>> Begin Document section

This recording features the Sunday Talk portion of the service. For the full service watch here.

I Want To Know What Love Is – Rev. Linda Jackson

DESCRIPTION

We all want to know what Love is. What if Love is more than what we have allowed? This week we open the month by exploring love not merely as a feeling, but as a living, expansive presence — available in the uncomfortable and the good, in the messy and the beautiful. The invitation is to begin expanding the container of love within ourselves, and to discover that we already are the fullness of what we seek.

SUMMARY

Rev. Linda Jackson explores the tension between our cultural longing to “know what love is” and bell hooks’ assertion that “love is our true destiny,” noting that many people believe in love’s importance yet feel unsure how to embody it. Drawing on bell hooks’ All About Love and M. Scott Peck’s definition, she reframes love from a passive noun into an active verb: “the will to extend one’s self for the purpose of nurturing one’s own or another’s spiritual growth,” emphasizing that love is an act of will, intention, and repeated choice rather than a romantic accident. Hooks’ six elements of love—care, affection, commitment, trust, respect, and knowledge—are presented as a practical framework for accountable, responsible love, with the reminder that care or affection alone are not sufficient and that one “cannot love what you do not know.”

Rev. Linda contrasts these healthy understandings with popular songs that normalize possession, obsession, and stalking as “love,” arguing that such distortions fuel cynicism, which hooks calls “the great mask of the disappointed and betrayed heart.” She insists that “love and abuse cannot co-exist,” rejecting any claim to love that involves harm, and links authentic love directly to justice, echoing Martin Luther King Jr.’s vision of love as a powerful, non-sentimental force and “supreme unifying principle of life” that undergirds movements for social transformation. Integrating Jack Kornfield’s teaching on “conversing with the heart,” she invites listeners to move from overreliance on intellect and control toward inner guidance, treating the heart as a trustworthy source of intuition and core values.

>> End Document section

== Set problem A ==
List the six elements of love that the sermon text attributes to bell hooks.
== Set problem B ==
For each statement below, say whether it agrees with the sermon text. Support each yes or no with the deciding words, quoted exactly. (i) The talk draws on M. Scott Peck's definition of love. (ii) The talk presents love as a romantic accident. (iii) The speaker says that love and abuse can exist together.
== Set problem C ==
Rewrite the sermon text from "DESCRIPTION" up to and including "what we seek.", replacing "container" with "vessel".

>> Begin Provided material

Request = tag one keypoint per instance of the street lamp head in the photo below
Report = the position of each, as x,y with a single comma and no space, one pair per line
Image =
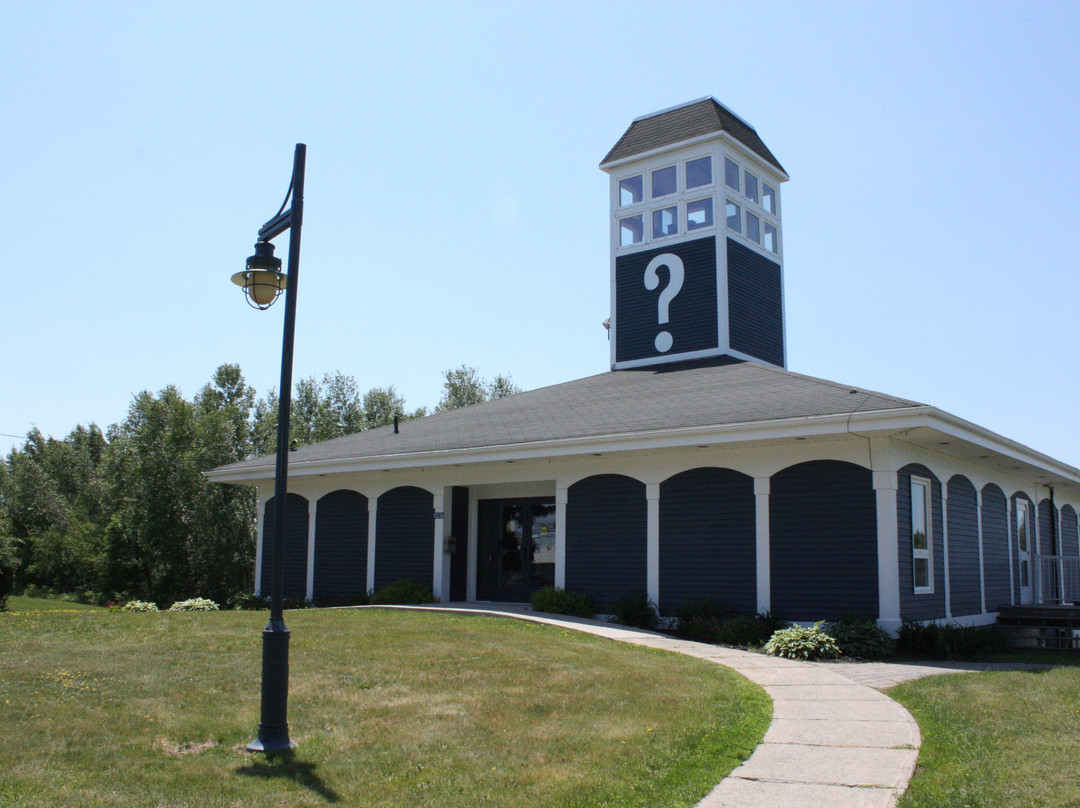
262,281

>> End Provided material

== Final answer A ==
Care, affection, commitment, trust, respect, and knowledge.

== Final answer B ==
(i) Yes: "Drawing on bell hooks’ All About Love and M. Scott Peck’s definition"
(ii) No: "love is an act of will, intention, and repeated choice rather than a romantic accident"
(iii) No: "love and abuse cannot co-exist"

== Final answer C ==
DESCRIPTION

We all want to know what Love is. What if Love is more than what we have allowed? This week we open the month by exploring love not merely as a feeling, but as a living, expansive presence — available in the uncomfortable and the good, in the messy and the beautiful. The invitation is to begin expanding the vessel of love within ourselves, and to discover that we already are the fullness of what we seek.